- _What this task involves_: Starting with the first line of the data that follows, transcribe every line verbatim until the line containing "TARGET = outdoor cafe umbrella" has been transcribed.

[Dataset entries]

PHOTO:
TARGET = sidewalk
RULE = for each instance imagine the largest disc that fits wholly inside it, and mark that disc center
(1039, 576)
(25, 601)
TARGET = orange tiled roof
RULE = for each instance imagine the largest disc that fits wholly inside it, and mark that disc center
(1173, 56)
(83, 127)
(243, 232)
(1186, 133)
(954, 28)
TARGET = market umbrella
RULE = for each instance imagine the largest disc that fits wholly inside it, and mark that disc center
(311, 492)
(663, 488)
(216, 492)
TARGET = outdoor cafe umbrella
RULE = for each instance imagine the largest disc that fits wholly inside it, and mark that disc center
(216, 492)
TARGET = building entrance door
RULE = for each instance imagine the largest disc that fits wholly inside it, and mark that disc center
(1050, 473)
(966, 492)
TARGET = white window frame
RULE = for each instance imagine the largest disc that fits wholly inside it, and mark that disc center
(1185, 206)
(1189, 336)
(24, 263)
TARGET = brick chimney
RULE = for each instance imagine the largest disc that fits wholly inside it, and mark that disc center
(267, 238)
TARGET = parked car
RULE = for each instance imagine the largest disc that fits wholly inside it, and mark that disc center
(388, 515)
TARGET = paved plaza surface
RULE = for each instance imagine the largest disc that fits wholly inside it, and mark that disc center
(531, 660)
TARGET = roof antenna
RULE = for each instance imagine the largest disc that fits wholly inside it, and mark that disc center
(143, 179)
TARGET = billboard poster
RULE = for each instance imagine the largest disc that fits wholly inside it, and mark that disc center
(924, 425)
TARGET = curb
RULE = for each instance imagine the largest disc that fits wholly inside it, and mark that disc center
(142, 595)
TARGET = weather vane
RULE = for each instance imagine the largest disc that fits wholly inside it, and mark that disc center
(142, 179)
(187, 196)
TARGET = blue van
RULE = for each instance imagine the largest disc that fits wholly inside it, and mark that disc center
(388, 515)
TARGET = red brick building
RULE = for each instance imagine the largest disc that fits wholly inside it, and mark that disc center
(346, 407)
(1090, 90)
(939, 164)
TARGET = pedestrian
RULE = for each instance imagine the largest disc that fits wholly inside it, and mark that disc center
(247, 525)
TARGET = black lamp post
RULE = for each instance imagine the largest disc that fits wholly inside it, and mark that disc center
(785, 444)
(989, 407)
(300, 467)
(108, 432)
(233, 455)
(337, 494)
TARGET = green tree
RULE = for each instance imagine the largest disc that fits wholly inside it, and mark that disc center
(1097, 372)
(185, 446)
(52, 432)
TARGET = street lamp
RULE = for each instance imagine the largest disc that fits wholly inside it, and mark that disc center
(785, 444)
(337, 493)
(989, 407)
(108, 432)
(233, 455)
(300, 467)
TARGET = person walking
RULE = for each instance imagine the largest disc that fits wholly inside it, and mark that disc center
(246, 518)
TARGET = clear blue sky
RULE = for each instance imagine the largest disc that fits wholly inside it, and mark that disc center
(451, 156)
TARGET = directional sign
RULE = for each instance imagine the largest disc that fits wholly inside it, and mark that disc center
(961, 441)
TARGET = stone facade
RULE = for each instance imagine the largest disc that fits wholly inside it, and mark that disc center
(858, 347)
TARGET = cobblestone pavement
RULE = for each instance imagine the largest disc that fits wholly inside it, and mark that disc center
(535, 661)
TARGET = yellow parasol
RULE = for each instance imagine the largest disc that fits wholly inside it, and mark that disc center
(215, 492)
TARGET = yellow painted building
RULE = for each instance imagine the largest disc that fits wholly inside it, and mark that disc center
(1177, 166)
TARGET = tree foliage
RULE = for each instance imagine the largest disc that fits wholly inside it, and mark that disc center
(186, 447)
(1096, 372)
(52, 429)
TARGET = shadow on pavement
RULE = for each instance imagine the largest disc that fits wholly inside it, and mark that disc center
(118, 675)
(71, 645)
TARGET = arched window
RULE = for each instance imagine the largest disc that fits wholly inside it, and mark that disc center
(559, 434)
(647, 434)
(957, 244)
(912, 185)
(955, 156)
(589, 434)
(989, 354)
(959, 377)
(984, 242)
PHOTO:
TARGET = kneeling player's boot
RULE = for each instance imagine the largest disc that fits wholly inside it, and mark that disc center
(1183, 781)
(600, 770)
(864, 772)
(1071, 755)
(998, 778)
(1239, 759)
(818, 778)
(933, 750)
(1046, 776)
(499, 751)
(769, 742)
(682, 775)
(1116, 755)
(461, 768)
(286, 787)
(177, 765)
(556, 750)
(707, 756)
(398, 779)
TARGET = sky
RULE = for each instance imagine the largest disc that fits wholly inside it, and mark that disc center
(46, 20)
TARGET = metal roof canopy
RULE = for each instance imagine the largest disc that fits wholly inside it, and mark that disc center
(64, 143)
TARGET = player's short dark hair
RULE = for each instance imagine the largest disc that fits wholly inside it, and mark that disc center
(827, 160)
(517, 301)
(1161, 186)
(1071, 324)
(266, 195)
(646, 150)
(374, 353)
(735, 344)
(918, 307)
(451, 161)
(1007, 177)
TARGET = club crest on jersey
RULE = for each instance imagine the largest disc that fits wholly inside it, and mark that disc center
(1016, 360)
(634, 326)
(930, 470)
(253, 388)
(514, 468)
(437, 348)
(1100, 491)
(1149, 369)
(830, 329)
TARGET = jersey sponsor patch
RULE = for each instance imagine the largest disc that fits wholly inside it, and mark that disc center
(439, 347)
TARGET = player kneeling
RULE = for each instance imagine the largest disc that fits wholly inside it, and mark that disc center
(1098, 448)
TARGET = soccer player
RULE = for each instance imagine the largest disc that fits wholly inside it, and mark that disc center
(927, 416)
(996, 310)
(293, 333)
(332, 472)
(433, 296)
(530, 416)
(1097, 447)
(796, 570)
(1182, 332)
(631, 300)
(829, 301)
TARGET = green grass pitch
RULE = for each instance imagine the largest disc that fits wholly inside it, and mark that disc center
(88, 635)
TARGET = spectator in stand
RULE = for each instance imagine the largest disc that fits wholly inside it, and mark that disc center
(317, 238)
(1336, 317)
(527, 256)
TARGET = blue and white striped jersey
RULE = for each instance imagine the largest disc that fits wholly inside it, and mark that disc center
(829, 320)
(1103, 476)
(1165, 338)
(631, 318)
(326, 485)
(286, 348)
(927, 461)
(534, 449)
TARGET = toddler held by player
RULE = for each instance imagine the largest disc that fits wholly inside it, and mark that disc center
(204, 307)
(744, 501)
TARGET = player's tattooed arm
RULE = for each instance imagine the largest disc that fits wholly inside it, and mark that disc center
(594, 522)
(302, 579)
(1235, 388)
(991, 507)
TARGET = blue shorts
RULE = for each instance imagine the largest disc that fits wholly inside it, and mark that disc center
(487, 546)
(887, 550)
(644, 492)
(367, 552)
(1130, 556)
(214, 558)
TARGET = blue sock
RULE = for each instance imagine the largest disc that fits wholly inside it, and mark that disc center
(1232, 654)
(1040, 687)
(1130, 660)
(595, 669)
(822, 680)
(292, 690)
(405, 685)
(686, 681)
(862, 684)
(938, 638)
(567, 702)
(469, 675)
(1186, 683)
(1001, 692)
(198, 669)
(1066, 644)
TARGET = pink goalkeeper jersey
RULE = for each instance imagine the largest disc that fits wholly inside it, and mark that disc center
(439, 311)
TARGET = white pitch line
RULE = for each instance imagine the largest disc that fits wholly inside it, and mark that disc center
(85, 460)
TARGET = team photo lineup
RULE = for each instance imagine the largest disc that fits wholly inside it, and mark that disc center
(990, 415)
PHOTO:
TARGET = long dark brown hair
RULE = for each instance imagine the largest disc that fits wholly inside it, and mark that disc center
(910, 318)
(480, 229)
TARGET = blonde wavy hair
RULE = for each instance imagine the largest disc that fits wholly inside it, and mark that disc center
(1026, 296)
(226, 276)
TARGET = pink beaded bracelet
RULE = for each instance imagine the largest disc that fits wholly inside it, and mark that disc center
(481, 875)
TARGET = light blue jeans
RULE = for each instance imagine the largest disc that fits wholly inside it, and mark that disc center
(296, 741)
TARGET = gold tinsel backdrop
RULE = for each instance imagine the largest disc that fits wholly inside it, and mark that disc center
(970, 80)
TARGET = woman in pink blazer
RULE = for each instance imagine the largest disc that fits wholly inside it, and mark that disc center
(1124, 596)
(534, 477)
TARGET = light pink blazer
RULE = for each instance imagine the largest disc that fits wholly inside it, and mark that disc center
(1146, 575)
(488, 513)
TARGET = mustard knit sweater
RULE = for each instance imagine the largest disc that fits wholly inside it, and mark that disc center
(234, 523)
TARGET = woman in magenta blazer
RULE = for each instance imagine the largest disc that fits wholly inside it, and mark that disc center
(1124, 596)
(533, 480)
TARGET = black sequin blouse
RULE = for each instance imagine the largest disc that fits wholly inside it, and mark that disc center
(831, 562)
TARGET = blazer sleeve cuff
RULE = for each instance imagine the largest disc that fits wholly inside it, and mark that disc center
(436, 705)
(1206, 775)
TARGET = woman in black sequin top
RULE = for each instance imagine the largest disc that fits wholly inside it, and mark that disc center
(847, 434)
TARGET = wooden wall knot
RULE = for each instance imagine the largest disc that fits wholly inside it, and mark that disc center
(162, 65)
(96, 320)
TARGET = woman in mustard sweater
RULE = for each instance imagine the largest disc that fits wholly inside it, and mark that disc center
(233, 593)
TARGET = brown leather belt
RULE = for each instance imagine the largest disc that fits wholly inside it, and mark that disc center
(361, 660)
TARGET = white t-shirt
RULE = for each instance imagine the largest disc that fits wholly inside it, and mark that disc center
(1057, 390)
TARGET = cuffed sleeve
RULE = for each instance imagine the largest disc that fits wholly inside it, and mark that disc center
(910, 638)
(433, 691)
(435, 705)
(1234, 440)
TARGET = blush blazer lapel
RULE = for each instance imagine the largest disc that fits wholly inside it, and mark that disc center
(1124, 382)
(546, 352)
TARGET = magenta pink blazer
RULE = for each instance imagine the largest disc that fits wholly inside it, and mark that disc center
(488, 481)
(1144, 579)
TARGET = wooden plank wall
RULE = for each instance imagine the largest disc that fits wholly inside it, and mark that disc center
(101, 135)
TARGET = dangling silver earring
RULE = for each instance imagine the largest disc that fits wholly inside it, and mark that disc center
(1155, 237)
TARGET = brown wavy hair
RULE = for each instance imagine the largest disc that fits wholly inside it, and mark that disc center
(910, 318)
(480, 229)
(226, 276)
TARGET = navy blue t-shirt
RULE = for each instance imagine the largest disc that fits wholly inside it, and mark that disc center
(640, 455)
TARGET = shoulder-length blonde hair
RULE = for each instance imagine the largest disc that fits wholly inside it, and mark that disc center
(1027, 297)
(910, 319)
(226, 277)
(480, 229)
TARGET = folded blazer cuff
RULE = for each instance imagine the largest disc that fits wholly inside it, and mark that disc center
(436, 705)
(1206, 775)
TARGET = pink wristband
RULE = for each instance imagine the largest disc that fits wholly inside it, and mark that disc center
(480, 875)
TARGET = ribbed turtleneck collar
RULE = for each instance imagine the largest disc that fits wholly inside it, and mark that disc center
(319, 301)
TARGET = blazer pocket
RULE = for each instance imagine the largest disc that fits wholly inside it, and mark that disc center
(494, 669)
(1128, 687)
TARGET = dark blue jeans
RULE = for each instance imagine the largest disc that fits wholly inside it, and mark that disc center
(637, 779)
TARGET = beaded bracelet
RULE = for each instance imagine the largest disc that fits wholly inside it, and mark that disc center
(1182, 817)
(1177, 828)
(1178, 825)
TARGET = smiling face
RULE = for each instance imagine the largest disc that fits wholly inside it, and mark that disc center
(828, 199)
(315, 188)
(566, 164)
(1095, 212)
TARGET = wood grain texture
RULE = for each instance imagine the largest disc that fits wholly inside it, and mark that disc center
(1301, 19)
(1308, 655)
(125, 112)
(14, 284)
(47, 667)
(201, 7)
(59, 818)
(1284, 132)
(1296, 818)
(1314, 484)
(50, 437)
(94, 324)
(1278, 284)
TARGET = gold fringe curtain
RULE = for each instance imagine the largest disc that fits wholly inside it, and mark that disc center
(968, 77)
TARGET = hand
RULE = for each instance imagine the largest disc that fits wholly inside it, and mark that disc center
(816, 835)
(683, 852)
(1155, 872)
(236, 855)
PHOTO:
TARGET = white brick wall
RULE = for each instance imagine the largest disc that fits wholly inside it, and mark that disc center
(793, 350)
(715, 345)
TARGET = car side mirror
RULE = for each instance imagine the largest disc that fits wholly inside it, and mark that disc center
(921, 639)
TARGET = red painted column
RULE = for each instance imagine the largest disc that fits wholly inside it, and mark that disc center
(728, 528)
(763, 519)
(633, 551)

- _Solution to this task_:
PHOTO:
TARGET = sidewalk
RULE = for each instance imagine the largest disc that fits wholly inside it, and mark that disc center
(1039, 576)
(25, 601)
TARGET = orange tiled roof
RULE = for each instance imagine the largest disc that fits wholly inside it, and mark that disc center
(1173, 56)
(83, 127)
(243, 232)
(1186, 133)
(954, 28)
TARGET = market umbrella
RULE = for each instance imagine the largest disc that fits wholly inside it, and mark that disc center
(311, 492)
(663, 488)
(216, 492)
TARGET = outdoor cafe umbrella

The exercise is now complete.